Exercise: Repeat, word for word, the portion of the abstract on learning environments for clinical mentors starting at "Methods: Seventy-four educational" and ending at "using descriptive statistics.".

Source document:
Learning Methods Related to the Design of Learning Environments for Clinical Mentors, as Viewed from the Perspective of Educational Supervisors

Saturday, 7 November 2015

Yoshiko Doi, MS, RN1
Yasuko Hosoda, PhD, RN2
Mitsuyo Nakahashi, MS, RN3
Akiko Nakaoka, PhD, RN2
Kaori Ikeuchi, MS, RN4
(1)Department of Nursing, Kyoto Koka Women's University, kyoto, Japan
(2)School of Nursing, Osaka Prefecture University, Habikino, Japan
(3)Faculty of Nursing,, Kyoto Tachibana University, kyoto, Japan
(4)School of Human Health Science,Graduate School of Medicine, Kyoto University, Kyoto, Japan

Aim:To identify learning methods related to the design of learning environments for clinical mentors, as viewed from the perspective of educational supervisors in Japan.

Background: In the healthcare environment, it has recently become important to train clinical mentors to support nursing students and newly graduated nurses. Learning environment design is a process of designing a learning community and is classified into organization, activities, and tools.

Methods: Seventy-four educational supervisors (staff responsible for planning and managing nursing education programs provided by hospitals) from 89 hospitals in Japan participated in the survey. The participants chose their preferred learning methods for clinical mentors from “learn from experts,” “learn with peers,” and “learn on my own” for 36 items related to the learning environment design (according to organization, activities, and tools), and the respective learning method ratios of respondents were calculated using descriptive statistics.

Dataset:
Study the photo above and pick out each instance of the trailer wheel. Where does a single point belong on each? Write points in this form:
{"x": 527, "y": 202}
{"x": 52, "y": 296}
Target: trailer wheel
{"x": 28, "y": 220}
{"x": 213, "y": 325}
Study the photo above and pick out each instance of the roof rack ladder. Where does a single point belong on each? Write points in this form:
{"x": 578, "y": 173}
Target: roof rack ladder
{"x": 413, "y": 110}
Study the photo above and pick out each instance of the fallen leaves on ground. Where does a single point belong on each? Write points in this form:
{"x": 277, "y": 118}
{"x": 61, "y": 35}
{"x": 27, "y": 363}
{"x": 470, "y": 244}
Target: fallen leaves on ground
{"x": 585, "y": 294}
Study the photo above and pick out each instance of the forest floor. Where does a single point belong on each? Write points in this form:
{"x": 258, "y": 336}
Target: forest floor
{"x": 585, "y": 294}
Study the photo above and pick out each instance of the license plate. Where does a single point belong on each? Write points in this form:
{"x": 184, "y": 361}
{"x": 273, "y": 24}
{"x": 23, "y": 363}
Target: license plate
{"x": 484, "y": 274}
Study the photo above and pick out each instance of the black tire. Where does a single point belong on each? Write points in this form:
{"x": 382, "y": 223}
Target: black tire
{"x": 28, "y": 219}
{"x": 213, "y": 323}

Written answer:
Methods: Seventy-four educational supervisors (staff responsible for planning and managing nursing education programs provided by hospitals) from 89 hospitals in Japan participated in the survey. The participants chose their preferred learning methods for clinical mentors from “learn from experts,” “learn with peers,” and “learn on my own” for 36 items related to the learning environment design (according to organization, activities, and tools), and the respective learning method ratios of respondents were calculated using descriptive statistics.